[Stated problem] Put the records below into a two-column CSV with the columns "request" and "answer", one row per request. Quote each field and replace any line breaks with spaces.

(Records excerpted from a collection)
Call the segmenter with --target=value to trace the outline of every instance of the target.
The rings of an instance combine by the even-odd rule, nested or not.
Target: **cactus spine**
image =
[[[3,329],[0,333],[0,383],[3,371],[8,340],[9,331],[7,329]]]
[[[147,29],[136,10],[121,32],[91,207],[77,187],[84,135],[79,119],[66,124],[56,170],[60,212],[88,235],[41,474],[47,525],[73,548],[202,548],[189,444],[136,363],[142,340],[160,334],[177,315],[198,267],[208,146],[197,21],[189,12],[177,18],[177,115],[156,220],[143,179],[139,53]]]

[Answer to this task]
request,answer
"Call the segmenter with --target=value to trace the outline of every instance of the target. The rings of an instance combine by the even-odd rule, nested or not. Target: **cactus spine** image =","[[[3,329],[0,333],[0,383],[3,371],[8,340],[9,331],[7,329]]] [[[147,29],[136,10],[121,32],[91,207],[77,187],[84,135],[79,119],[66,124],[56,170],[60,212],[88,235],[41,474],[47,525],[73,548],[202,548],[189,444],[136,363],[142,340],[160,334],[177,315],[198,267],[208,146],[197,21],[189,12],[177,18],[177,115],[156,220],[143,179],[139,53]]]"